● Required action: List every person named by full name in the article on charges of anti-Semitism.

Reckless charges of anti-Semitism endanger Palestinians
In a strange public controversy last week, Batya Ungar-Sargon, the Opinion Editor at The Forward, published a column claiming that she had been protested by members of Students for Justice in Palestine during one of her panels at a conference on racism and anti-Semitism at Bard College, ostensibly “for being a Jew.”
The article omitted the fact that many of the protestors were Jewish, and were largely objecting to the presence of keynote speaker Ruth Wisse, who has made notoriously racist comments about Arabs. They were also objecting to Ungar-Sargon’s attacks on U.S. Representative Ilhan Omar and her dismissal of the concerns of Jews of color about her editorial decisions at The Forward.
As +972 contributor Mairav Zonszein reported in Jewish Currents on Monday, many other participants at the conference – including the Jewish protestors, fellow Jewish speakers, and Jewish organizers of the event – have revealed that Ungar-Sargon’s op-ed and her departing speech at Bard were grossly misleading and detached from reality. Many of these participants issued their own responses refuting Ungar-Sargon’s account (examples are here, here, here, and here).

Stored items

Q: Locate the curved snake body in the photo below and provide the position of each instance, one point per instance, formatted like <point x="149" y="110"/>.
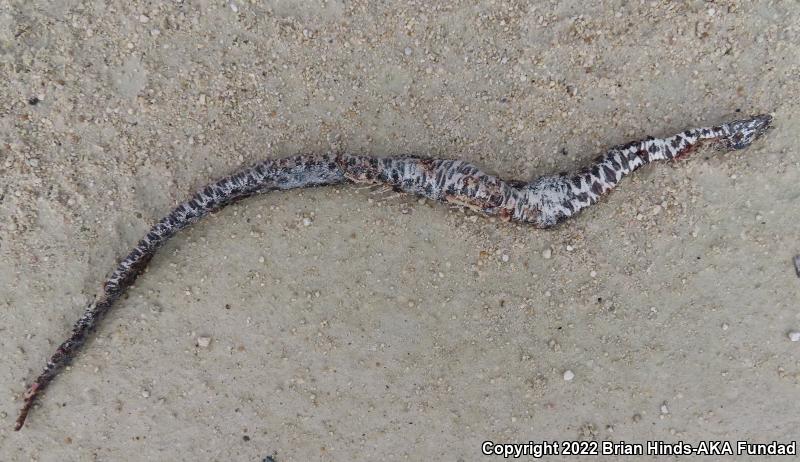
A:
<point x="542" y="203"/>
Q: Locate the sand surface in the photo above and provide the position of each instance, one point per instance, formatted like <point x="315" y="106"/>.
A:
<point x="350" y="324"/>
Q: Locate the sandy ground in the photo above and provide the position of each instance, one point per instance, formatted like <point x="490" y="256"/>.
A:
<point x="348" y="324"/>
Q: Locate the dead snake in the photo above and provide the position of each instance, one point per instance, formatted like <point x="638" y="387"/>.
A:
<point x="542" y="203"/>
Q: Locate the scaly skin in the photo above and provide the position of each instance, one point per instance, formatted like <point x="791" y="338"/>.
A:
<point x="542" y="203"/>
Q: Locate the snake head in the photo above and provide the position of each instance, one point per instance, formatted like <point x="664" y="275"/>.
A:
<point x="742" y="133"/>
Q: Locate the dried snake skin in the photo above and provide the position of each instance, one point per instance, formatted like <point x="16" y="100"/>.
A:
<point x="542" y="203"/>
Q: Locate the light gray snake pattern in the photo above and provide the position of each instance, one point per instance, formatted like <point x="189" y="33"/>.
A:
<point x="542" y="203"/>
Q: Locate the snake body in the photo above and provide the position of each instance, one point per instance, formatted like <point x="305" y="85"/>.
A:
<point x="542" y="203"/>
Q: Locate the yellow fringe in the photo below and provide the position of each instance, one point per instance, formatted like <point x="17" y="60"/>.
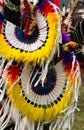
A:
<point x="34" y="113"/>
<point x="36" y="56"/>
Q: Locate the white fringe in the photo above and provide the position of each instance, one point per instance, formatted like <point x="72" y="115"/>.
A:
<point x="65" y="122"/>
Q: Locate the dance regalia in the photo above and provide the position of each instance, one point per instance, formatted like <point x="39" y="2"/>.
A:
<point x="40" y="75"/>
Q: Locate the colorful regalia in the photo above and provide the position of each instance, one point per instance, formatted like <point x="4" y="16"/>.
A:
<point x="39" y="72"/>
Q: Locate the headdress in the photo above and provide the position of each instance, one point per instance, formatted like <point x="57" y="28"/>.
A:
<point x="39" y="75"/>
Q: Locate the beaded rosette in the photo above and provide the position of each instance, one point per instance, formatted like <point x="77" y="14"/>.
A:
<point x="40" y="77"/>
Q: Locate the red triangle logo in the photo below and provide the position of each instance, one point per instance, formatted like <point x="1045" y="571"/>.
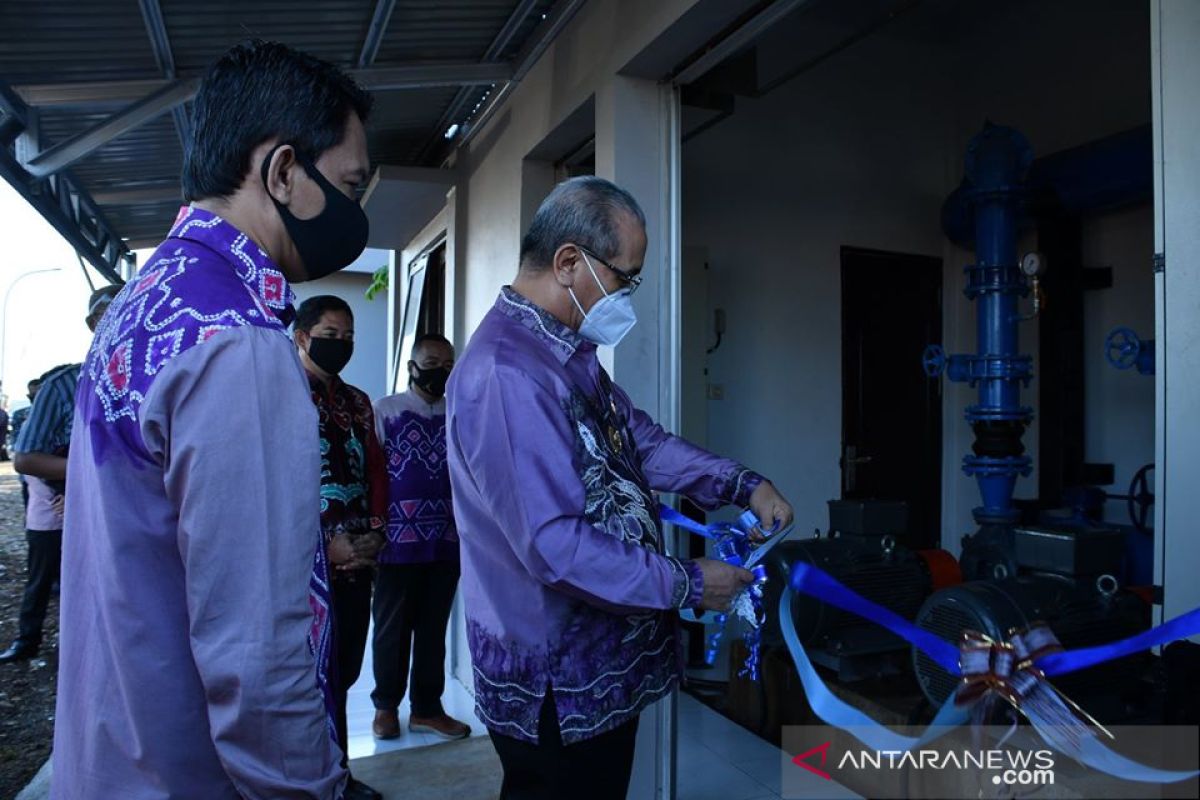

● Answer box:
Batya Ungar-Sargon
Ruth Wisse
Ilhan Omar
Mairav Zonszein